Thanks simon_london for remembering the pic. I ended up going with a small and at 5'8" that was the right decision for me. Agree, most riders can easily fit on two sizes. Choose the small size for the "pro" fit, lots of seat tube and a longer stem or the larger size for less saddle to bar height drop.


----------



## sub8

simon_london said:


> Iron man - as per my reply - 6.0f on a medium with a long stem will give you that pro biker set up - but it will feel short/small as you say due to the virtual sizing look use - measure all those important distances on your current comfy familiar bike like seat height, seat tip to bar seat tip to hoods, front wheel centre to hoods, bars ets - match both bike and all should be perfect - any doubts after this are purely optical illusion/gremlins/difference in frame characteristics.
> 
> Good luck


Hi i think i am in same hight as you,174 cm (not home with foot) and thinking at a medium as well,but the seat looks so low on your bike,what about a small frame and use the additional spacer under the stem? Would that work you think? What is your height from bb to saddlerails?

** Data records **

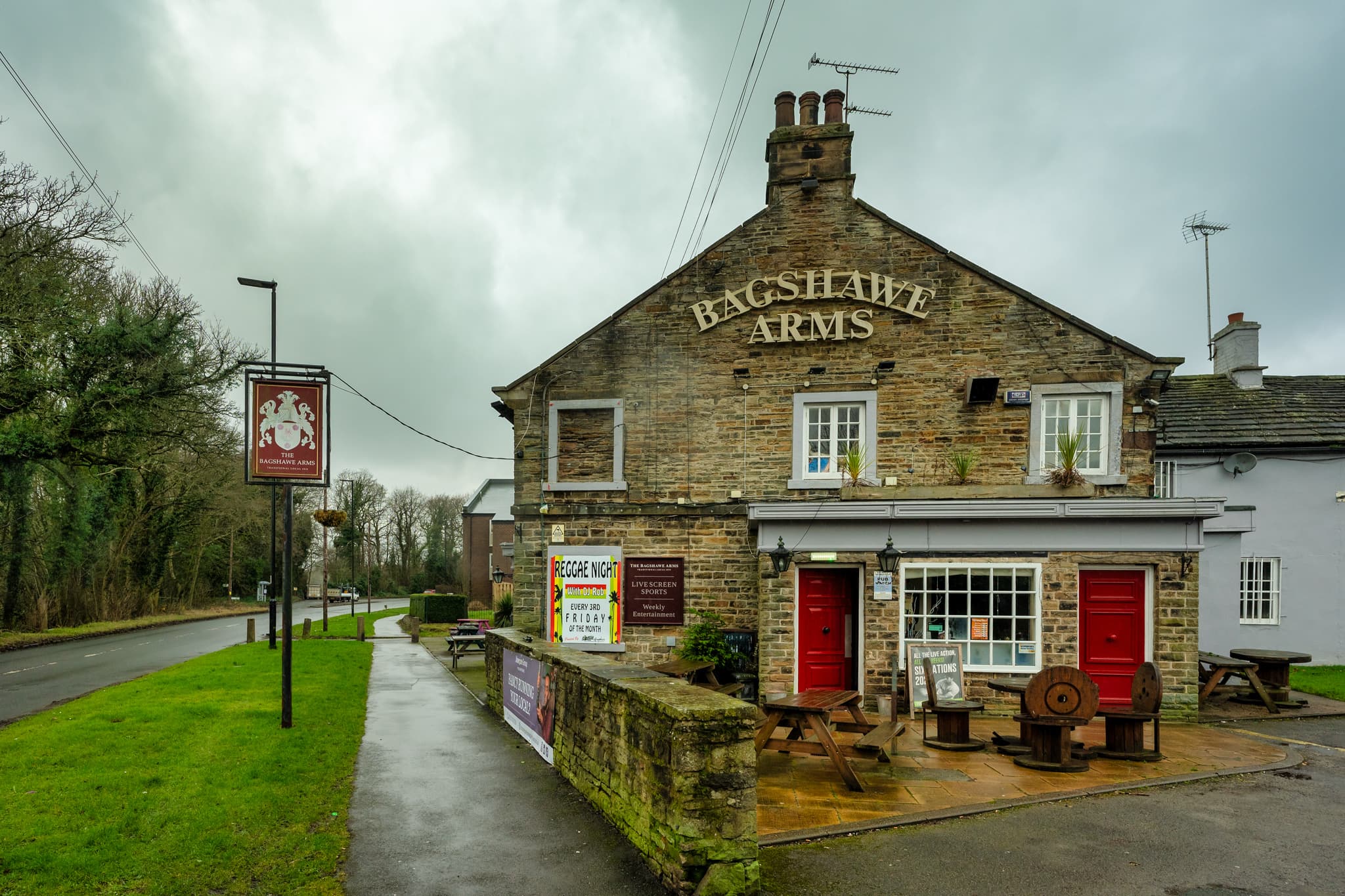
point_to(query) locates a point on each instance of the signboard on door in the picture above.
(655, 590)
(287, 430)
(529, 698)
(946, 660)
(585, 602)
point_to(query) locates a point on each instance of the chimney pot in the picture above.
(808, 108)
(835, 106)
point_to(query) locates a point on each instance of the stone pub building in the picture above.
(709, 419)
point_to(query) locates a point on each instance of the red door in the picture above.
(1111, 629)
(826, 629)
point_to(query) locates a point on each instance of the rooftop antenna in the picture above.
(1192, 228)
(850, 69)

** GIVEN REQUEST 1 **
Answer these about the bike-sizing thread:
(a) Which size did the first poster end up choosing, and at what height?
(b) In simon_london's quoted reply, what does a 6.0f on a medium with a long stem give?
(c) What height in centimeters does sub8 give?
** GIVEN REQUEST 2 **
Resume the bike-sizing thread after its last sentence.
The data records are material of their own, apart from the thread.

** WRITTEN ANSWER 1 **
(a) A small, at 5'8".
(b) That pro biker set up.
(c) 174 cm.

** WRITTEN ANSWER 2 **
----------



## simon_london

Roadrider22 - good call on the small frame choice - at 5'8" this should suit very well - its a tough call choosing frames and to be quite frank too many bike shops are not well enough experienced to be able to assist in the matter of correct frame choice – I feel any shop selling high end kit should be licenced/trained in some many!!!! - it was painful journey for me when I was choosing but now its all so simple. I've been riding for 30 years and much has changed - but we can all carry on learning and hopefully sharing the wisdom.

..... now go enjoy that bicycle.....

S

ps - ALL- the wheels on the pic are chinese and bloody fantastic @ £350 !!!!!


----------



## Roadrider22

I tinkered around with the geometry on a small and medium and photo shopped my center of bb to top of seat height of 71cm on a medium and it looks funky. Probably need a seat height of 72cm or greater to not have it too short on a medium. There is a fair amount of adjustment on the C stem that made the small OK for my desired 2cm of saddle to bar drop.


----------



## simon_london

Rdrider22 - lols - I too photoshopped to glean a seat height and I'm a 72cm seat set up so medium suited - if I had to do it all over again i'd possible be tempted with the small and keep the original head tube height - I've cut the head tube right back and its mint!! But if I got a small the handlebar drop may have been a killer –I’m 40 and cannot take the back hassles no more.
If mini-me off of Austin-Powers had to get a Look frame he’d have a nightmare.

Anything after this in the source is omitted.